Respuesta: “Vocacional” en sentido literal, porque “me llamaron” (vocatio) para que me plantease a postularme para una plaza vacante en el Tribunal Superior de Justicia de Andalucía. Hasta entonces, yo miraba a los jueces desde fuera: leía sus sentencias como profesor universitario, para aprender y enseñar derecho y para encontrar “puntos no resueltos” que justificasen trabajos de investigación. De pronto, ya no se trataba de leer y criticar las sentencias, sino de escribirlas. La verdad es que ese reto de pasar al otro lado de la sentencia me atrajo enormemente. Fue, digamos, una vocación tardía

P: Ver a un juez con dudas no es lo que nos imaginamos: ¿qué es lo que más te cuesta de tu trabajo? Ser justo no es a veces fácil.

_INSTRUCCIÓN 1_
Selecciona cada línea de los registros en la que aparezca la palabra "woman".
_INSTRUCCIÓN 2_
Por favor, escribe la continuación de la entrevista sobre la vocación judicial a partir de su última línea.

_CONJUNTO DE DATOS_
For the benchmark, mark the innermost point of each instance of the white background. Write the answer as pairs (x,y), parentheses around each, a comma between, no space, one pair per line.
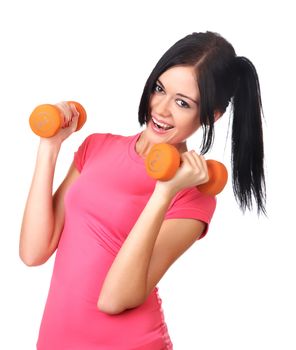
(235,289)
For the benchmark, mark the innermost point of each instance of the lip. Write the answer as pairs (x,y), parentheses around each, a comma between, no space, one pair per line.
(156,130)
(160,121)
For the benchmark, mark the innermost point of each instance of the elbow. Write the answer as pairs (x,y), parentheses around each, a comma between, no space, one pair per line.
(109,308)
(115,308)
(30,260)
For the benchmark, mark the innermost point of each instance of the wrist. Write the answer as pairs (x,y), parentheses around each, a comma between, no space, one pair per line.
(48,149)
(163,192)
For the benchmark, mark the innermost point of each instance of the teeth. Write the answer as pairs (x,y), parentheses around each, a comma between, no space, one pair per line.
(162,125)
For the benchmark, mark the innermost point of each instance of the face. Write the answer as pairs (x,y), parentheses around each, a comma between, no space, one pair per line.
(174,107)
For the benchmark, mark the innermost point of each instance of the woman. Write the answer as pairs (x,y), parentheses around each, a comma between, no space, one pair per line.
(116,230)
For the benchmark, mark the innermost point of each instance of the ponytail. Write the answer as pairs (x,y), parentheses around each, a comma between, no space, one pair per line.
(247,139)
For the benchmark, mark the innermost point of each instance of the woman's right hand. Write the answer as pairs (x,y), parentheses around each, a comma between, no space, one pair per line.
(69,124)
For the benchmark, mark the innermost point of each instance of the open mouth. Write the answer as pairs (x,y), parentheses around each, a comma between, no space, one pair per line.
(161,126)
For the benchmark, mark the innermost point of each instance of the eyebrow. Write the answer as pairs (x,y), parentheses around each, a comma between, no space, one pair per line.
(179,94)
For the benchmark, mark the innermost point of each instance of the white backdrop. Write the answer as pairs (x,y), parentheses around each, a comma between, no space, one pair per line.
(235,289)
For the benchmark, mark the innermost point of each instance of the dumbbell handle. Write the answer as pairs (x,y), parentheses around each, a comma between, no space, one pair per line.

_RESPUESTA 1_
For the benchmark, mark the innermost point of each instance of the woman. Write the answer as pairs (x,y), parentheses around each, a comma between, no space, one pair per line.
For the benchmark, mark the innermost point of each instance of the woman's right hand. Write the answer as pairs (x,y), parentheses around each, a comma between, no space, one pair per line.

_RESPUESTA 2_
R: Algunos buenos alumnos, o sobre todo alumnas, me dicen que. aunque querrían ser jueces, no se atreven porque son indecisas y lo pasarían mal. Suelo contestarles que eso significa que serían buenas juezas. Una cualidad del buen juez es no apresurarse a cerrar las dudas y ser capaz de sufrir la decisión. No tener el gatillo rápido. No me refiero a ser personalmente indecisos, sino a un sentido de responsabilidad marcado por la voluntad de acertar. Esa es la buena indecisión: la que no se conforma con las primeras respuestas tranquilizadoras a un asunto difícil. Lo peor no es eso. Lo peor es ser consciente de que, sin querer, puedes hacer mucho daño. Que creyendo hacer justicia vas a ser, de vez en cuando, injusto. Y que esa injusticia tiene víctimas. Cada juez lleva en su mochila a unas cuantas víctimas. No sabe quiénes son exactamente, pero pesan...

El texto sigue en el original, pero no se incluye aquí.